■ **REQUIREMENT**: Every entry below is to be copied exactly, apart from any picture it holds.

====== MATERIAL PROVIDED ======

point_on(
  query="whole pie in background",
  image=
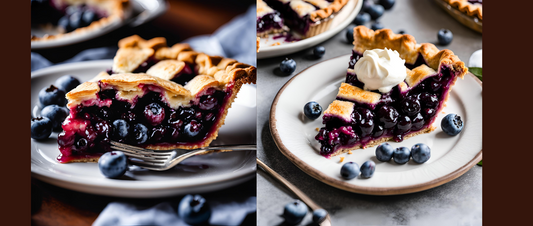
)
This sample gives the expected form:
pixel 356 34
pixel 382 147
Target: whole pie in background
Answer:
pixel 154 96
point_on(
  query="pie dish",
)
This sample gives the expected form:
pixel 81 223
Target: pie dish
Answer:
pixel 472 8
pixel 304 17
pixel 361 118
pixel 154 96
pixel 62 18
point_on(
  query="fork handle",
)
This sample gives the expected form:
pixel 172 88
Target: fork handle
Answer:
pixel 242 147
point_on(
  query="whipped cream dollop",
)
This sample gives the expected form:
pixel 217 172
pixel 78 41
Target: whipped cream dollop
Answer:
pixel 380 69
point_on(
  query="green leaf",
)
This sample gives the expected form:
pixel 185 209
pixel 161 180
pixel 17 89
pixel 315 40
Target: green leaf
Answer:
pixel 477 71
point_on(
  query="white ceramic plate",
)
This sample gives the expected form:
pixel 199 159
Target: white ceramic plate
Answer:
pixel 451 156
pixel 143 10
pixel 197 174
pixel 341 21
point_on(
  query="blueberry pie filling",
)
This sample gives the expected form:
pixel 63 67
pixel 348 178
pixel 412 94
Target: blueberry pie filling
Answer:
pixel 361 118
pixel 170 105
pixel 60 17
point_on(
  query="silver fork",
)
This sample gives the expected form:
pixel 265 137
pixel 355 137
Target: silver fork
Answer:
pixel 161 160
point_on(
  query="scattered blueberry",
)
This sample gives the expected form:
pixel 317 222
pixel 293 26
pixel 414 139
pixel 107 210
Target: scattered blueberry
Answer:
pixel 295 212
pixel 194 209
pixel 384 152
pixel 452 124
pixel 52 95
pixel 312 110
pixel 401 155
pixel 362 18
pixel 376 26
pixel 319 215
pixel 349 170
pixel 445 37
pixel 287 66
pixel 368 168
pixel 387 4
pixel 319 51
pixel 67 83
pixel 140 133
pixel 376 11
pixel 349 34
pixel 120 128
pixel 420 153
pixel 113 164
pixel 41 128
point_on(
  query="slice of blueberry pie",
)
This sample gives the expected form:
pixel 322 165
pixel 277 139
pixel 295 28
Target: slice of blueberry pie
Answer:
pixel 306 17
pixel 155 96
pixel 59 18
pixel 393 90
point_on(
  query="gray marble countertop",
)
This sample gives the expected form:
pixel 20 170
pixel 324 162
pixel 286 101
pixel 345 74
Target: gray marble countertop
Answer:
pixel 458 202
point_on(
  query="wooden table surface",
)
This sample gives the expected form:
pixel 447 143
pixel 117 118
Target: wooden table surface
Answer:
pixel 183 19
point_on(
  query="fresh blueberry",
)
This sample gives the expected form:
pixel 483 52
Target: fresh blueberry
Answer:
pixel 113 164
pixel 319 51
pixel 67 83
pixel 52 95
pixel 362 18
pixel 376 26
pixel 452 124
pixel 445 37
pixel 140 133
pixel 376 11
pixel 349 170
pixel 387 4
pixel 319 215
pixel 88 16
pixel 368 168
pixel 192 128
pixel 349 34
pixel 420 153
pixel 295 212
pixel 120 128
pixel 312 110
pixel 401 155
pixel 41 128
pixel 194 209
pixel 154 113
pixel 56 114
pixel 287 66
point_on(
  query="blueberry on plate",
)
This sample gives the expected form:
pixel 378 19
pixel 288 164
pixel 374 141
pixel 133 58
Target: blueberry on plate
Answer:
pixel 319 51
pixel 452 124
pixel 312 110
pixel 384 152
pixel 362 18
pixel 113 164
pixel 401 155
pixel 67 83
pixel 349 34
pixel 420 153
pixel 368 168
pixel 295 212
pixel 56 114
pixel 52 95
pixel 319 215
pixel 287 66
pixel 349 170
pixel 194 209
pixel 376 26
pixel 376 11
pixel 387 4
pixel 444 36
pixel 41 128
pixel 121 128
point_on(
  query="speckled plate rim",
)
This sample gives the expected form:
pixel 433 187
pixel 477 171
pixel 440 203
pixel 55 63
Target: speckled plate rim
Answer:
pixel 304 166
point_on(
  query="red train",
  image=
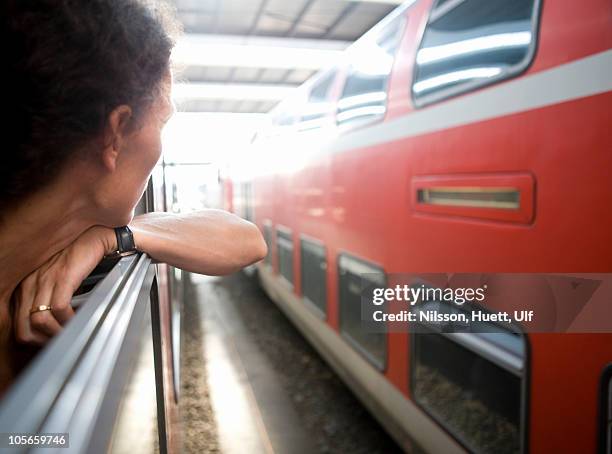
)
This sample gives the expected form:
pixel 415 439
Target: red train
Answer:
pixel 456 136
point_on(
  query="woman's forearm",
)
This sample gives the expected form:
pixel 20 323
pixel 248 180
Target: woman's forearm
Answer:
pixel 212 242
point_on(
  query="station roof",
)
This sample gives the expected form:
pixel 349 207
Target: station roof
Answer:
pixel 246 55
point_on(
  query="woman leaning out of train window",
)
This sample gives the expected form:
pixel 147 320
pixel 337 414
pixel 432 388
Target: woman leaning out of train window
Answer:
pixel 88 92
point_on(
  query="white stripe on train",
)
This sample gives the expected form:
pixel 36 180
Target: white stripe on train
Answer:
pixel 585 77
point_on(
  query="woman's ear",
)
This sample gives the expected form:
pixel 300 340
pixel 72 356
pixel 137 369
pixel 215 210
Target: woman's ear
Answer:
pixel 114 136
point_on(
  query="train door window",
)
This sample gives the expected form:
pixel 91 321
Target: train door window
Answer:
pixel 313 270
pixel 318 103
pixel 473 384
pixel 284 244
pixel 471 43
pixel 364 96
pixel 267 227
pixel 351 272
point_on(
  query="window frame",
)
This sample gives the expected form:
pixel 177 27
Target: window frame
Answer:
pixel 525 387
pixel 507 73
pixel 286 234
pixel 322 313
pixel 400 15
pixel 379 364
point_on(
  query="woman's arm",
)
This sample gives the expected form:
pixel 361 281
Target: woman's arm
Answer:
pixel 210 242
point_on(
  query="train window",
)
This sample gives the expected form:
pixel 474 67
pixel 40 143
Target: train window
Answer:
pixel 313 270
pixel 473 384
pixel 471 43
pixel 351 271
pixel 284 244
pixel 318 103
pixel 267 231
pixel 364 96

======

■ **PROBLEM SOLUTION**:
point_on(
  query="whole pie in background",
  image=
)
This sample gives the expected form:
pixel 356 34
pixel 382 147
Target: whole pie in background
Answer:
pixel 154 96
point_on(
  query="pie dish",
)
This sample gives the expected form:
pixel 81 223
Target: pie dish
Answer:
pixel 472 8
pixel 304 17
pixel 361 118
pixel 154 96
pixel 62 18
point_on(
  query="fork handle",
)
This sample gives the expected form:
pixel 172 88
Target: fork handle
Answer:
pixel 242 147
point_on(
  query="whipped cream dollop",
)
This sample gives the expected form:
pixel 217 172
pixel 78 41
Target: whipped cream dollop
Answer:
pixel 380 69
point_on(
  query="green leaf",
)
This sample gives the expected form:
pixel 185 209
pixel 161 180
pixel 17 89
pixel 315 40
Target: green leaf
Answer:
pixel 477 71
point_on(
  query="white ceramic plate",
)
This sample gives the expected form:
pixel 199 159
Target: white ceramic plate
Answer:
pixel 451 156
pixel 143 10
pixel 197 174
pixel 341 21
point_on(
  query="blueberry pie filling",
)
This sample gives the expected form:
pixel 63 67
pixel 348 178
pixel 412 94
Target: blueberry pie filling
Answer:
pixel 361 118
pixel 170 105
pixel 60 17
point_on(
  query="silver fork",
)
This sample gives the expected form:
pixel 265 137
pixel 355 137
Target: silver fork
Answer:
pixel 161 160
point_on(
  query="scattered blueberry",
)
This sample gives the expected form:
pixel 317 222
pixel 293 26
pixel 414 139
pixel 107 210
Target: scattered blueberry
Answer:
pixel 295 212
pixel 194 209
pixel 384 152
pixel 452 124
pixel 52 95
pixel 312 110
pixel 401 155
pixel 362 18
pixel 376 26
pixel 319 215
pixel 349 170
pixel 445 37
pixel 287 66
pixel 368 168
pixel 387 4
pixel 319 51
pixel 67 83
pixel 140 133
pixel 376 11
pixel 349 34
pixel 120 128
pixel 420 153
pixel 113 164
pixel 41 128
point_on(
  query="slice of blueberry pie",
)
This sample gives the expected form:
pixel 322 165
pixel 277 139
pixel 295 28
Target: slice of blueberry pie
Answer:
pixel 306 17
pixel 155 96
pixel 59 18
pixel 393 90
point_on(
  query="gray marble countertop",
)
This sample gives the expected form:
pixel 20 170
pixel 324 162
pixel 286 101
pixel 345 74
Target: gray marble countertop
Answer:
pixel 458 202
point_on(
  query="wooden table surface",
)
This sample gives the expected form:
pixel 447 143
pixel 117 118
Target: wooden table surface
Answer:
pixel 183 19
point_on(
  query="fresh blueberry",
)
This sample gives the expected form:
pixel 483 52
Target: fresh blueberry
Answer:
pixel 113 164
pixel 319 51
pixel 67 83
pixel 52 95
pixel 362 18
pixel 376 26
pixel 452 124
pixel 445 37
pixel 140 133
pixel 376 11
pixel 349 170
pixel 387 4
pixel 319 215
pixel 88 16
pixel 368 168
pixel 192 128
pixel 349 34
pixel 420 153
pixel 295 212
pixel 120 128
pixel 312 110
pixel 401 155
pixel 41 128
pixel 194 209
pixel 154 113
pixel 56 114
pixel 287 66
point_on(
  query="blueberry on plate",
)
This sample gives the expected form:
pixel 378 19
pixel 288 164
pixel 374 141
pixel 133 58
Target: blueberry on plate
Answer:
pixel 319 51
pixel 452 124
pixel 312 110
pixel 384 152
pixel 362 18
pixel 113 164
pixel 401 155
pixel 67 83
pixel 349 34
pixel 420 153
pixel 368 168
pixel 295 212
pixel 56 114
pixel 52 95
pixel 319 215
pixel 287 66
pixel 349 170
pixel 194 209
pixel 376 26
pixel 376 11
pixel 387 4
pixel 444 36
pixel 41 128
pixel 121 128
point_on(
  query="speckled plate rim",
)
This sample gives the expected form:
pixel 433 187
pixel 477 171
pixel 440 203
pixel 55 63
Target: speckled plate rim
Answer:
pixel 304 166
point_on(
  query="red train",
  image=
)
This sample gives the expected form:
pixel 415 439
Target: red train
Answer:
pixel 456 136
point_on(
  query="woman's forearm",
)
This sample gives the expected form:
pixel 20 323
pixel 248 180
Target: woman's forearm
Answer:
pixel 212 242
point_on(
  query="station roof",
)
This sample gives the expected form:
pixel 349 207
Target: station roof
Answer:
pixel 246 55
point_on(
  query="woman leaning out of train window",
)
This sample gives the expected form:
pixel 147 320
pixel 337 414
pixel 432 388
Target: woman leaning out of train window
Answer:
pixel 88 92
point_on(
  query="white stripe on train",
)
This sample gives the expected form:
pixel 36 180
Target: white stripe on train
Answer:
pixel 585 77
point_on(
  query="woman's ear",
)
This sample gives the expected form:
pixel 300 340
pixel 72 356
pixel 137 369
pixel 215 210
Target: woman's ear
Answer:
pixel 114 136
point_on(
  query="train door window",
)
This sample gives the expected form:
pixel 91 321
Target: train door window
Answer:
pixel 313 270
pixel 318 103
pixel 473 384
pixel 284 244
pixel 471 43
pixel 364 96
pixel 267 227
pixel 351 272
point_on(
  query="window frame",
)
This sample gives the expected form:
pixel 177 27
Target: window frame
Answer:
pixel 525 387
pixel 507 73
pixel 286 234
pixel 322 313
pixel 400 15
pixel 379 364
point_on(
  query="woman's arm",
)
This sample gives the expected form:
pixel 361 281
Target: woman's arm
Answer:
pixel 210 242
point_on(
  query="train window",
)
This sample gives the expected form:
pixel 474 67
pixel 40 143
Target: train window
Answer:
pixel 313 270
pixel 473 384
pixel 471 43
pixel 351 271
pixel 284 244
pixel 318 103
pixel 267 231
pixel 364 96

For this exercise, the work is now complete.